* [Consegna scritta 1]
Rispondi alle domande sull'estratto fornito:
(a) Quando è prevista l'uscita dei prossimi dati?
(b) Quale istituto elabora l'indice?
(c) Di quanto è anticipato il LEI nel grafico di Northern Trust?
* [Consegna scritta 2] Modifica le righe dalla prima fino a quella che contiene "1, 11, 113, 31", entrambe comprese: sostituisci "scene" con "frame" e lascia invariato tutto il resto.
***** Estratto fornito *****
L'uscita dei  prossimi  dati  è prevista per  giovedi 20 novembre  2014.

   ^^^^^^^

il LEI è uno dei nostri leading indicator preferiti  poichè:

a) La correlazione tra LEI e PIL è molto elevata  come ci dimostra  Northern Trust nel  grafico, in cui il LEI – anticipato di un trimestre – viene messo a confronto con l’andamento del PIL americano dal 1960 a oggi.

b)  la relazione  tra Leading Indicator e mercato azionario è molto stretta ,  risulta evidente la quasi perfetta correlazione tra le due serie di dati: i punti di massimo e di minimo vengono quasi sempre raggiunti nello stesso periodo.I dati del Leading Indicator anticipano di circa sei mesi i movimenti dell’economia e che la stessa cosa succede con i mercati azionari, Il Conference Board (CB), l’istituto privato che elabora l’indice, considera che un calo del 2% in sei mesi, con la contemporanea flessione della maggior parte dei componenti, possa segnalare l’arrivo di una fase di recessione tra i tre e i nove mesi dopo l’ultima lettura; e viceversa, un rialzo  del 2% in sei mesi possa segnare l'arrivo di una espansione tra i tre e i nove mesi dopo l’ultima lettura .

pertanto noi  continuiamo ad  usare le indicazioni fornite dai  Leading Indicator per  riuscire ad ottenere buoni risultati dall’investimento!
***** Dati disponibili *****
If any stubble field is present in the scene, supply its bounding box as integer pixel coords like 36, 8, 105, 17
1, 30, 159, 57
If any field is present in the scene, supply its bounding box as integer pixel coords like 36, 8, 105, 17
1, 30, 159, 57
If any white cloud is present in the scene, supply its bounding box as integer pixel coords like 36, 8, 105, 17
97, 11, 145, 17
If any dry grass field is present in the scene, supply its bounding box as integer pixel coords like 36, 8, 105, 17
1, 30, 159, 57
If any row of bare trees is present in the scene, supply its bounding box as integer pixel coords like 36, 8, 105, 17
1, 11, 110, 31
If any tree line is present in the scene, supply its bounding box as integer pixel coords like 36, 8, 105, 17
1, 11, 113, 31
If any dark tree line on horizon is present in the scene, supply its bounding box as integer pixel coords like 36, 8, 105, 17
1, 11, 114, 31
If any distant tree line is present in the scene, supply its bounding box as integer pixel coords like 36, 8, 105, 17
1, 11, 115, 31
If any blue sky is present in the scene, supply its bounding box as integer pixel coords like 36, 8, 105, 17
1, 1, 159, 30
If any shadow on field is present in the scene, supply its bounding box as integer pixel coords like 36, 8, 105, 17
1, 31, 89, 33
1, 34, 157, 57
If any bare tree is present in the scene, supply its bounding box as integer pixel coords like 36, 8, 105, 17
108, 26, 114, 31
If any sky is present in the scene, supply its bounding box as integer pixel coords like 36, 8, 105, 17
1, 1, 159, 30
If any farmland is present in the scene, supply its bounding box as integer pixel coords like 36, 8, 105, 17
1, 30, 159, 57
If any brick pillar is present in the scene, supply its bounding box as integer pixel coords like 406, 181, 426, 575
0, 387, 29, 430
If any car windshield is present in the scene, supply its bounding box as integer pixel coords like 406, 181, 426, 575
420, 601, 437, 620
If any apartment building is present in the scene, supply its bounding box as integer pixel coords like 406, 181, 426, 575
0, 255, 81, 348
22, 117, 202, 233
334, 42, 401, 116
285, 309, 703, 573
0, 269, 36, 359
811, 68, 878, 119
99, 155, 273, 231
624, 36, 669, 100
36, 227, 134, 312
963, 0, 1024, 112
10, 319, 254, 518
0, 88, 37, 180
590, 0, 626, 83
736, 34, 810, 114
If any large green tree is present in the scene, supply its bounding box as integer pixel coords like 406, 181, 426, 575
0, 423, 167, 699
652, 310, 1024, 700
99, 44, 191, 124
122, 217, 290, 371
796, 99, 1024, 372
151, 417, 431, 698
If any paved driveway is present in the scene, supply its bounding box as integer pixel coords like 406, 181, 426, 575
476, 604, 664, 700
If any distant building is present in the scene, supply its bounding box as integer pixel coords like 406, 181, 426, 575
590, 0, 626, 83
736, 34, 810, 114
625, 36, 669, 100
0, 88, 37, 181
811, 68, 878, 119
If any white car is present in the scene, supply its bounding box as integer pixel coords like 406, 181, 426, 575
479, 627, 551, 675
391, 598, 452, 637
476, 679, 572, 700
*****
* [Risultato corretto 1]
(a) Giovedì 20 novembre 2014.
(b) Il Conference Board (CB), un istituto privato.
(c) Di un trimestre.

* [Risultato corretto 2]
If any stubble field is present in the frame, supply its bounding box as integer pixel coords like 36, 8, 105, 17
1, 30, 159, 57
If any field is present in the frame, supply its bounding box as integer pixel coords like 36, 8, 105, 17
1, 30, 159, 57
If any white cloud is present in the frame, supply its bounding box as integer pixel coords like 36, 8, 105, 17
97, 11, 145, 17
If any dry grass field is present in the frame, supply its bounding box as integer pixel coords like 36, 8, 105, 17
1, 30, 159, 57
If any row of bare trees is present in the frame, supply its bounding box as integer pixel coords like 36, 8, 105, 17
1, 11, 110, 31
If any tree line is present in the frame, supply its bounding box as integer pixel coords like 36, 8, 105, 17
1, 11, 113, 31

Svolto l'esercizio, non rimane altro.